◆ Objetivo proposto 1 ◆
Segundo o texto apresentado, por que o comentarista não pôde publicar na edição de 5 de dezembro os retratos dos outros ministros brasileiros?
◆ Objetivo proposto 2 ◆
Verta para o inglês esta frase do texto apresentado: «As primeiras imagens relativas à “revolução no Brasil” foram estampadas na capa dessa mesma edição de 5 de dezembro.»

◆ Texto apresentado ◆
6.      Mas essa dependência seria de certa maneira invertida quando a proclamação da República no Brasil ocorreu. O evento foi seguido com interesse pelas nações europeias e se revestiu de particular interesse para Portugal por diversas razões. Em sua “Crônica” d’A Ilustração de 5 de dezembro de 1889, Mariano Pina se referiu, por exemplo, à preocupação disseminada entre certos setores da população portuguesa de que algo semelhante à abolição da Monarquia brasileira ocorresse também em Portugal.[16] Ainda na edição de 5 de dezembro, a atenção conferida por A Ilustração à recepção da proclamação da República brasileira em Portugal se expressou em uma detalhada “resenha das opiniões mais importantes da imprensa portuguesa de todas as cores políticas, acerca da revolução no Brasil.”[17]

7.      As primeiras imagens relativas à “revolução no Brasil” foram estampadas na capa dessa mesma edição de 5 de dezembro. Eram os retratos de quatro dos principais responsáveis pelo movimento [Figura 3], designados pelos cargos que passaram a ocupar no novo regime: o Marechal Deodoro da Fonseca, Presidente do Governo Provisório; Benjamin Constant, Ministro da Guerra; Quintino Bocayuva, Ministro dos Negócios Estrangeiros; e Ruy Barbosa, Ministro da Fazenda - militares e civis dividiam equitativamente, desse modo, as atenções dispensadas pela revista. Como complemento, na seção “As Nossas Gravuras,” era apresentada uma síntese do papel que cada um desses quatro agentes desempenhou no processo de instauração da República.[18] O comentarista anônimo manifestou então o desejo de publicar o retrato dos outros ministros brasileiros, mas isso não podia então ser feito por ser “impossível encontrar tanto em Paris como em Lisboa retrato de cada um deles.”[19] Tal lacuna só pôde ser preenchida por A Ilustração um mês depois, na edição de 5 de janeiro de 1890, que estampou uma página com retratos “escrupulosamente desenhados de uma folha litográfica que apareceu no Rio, e onde se viam as fisionomias de todos os membros do governo provisório.”[20] É possível que a referida “folha litográfica” fosse o suplemento do n. 569 da Revista Illustrada do Rio de Janeiro, publicado em 16 de novembro de 1889, que mostra o “Primeiro Ministério dos Estados Unidos do Brasil” [Figura 4].

◆ Dados apresentados ◆
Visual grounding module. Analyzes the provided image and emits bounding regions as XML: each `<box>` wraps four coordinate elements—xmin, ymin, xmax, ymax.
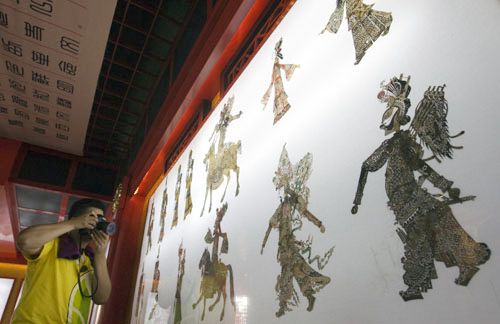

◆ Resposta completa 1 ◆
Porque era impossível encontrar, tanto em Paris como em Lisboa, um retrato de cada um deles.

◆ Resposta completa 2 ◆
The first images relating to the “revolution in Brazil” were printed on the cover of that same December 5 issue.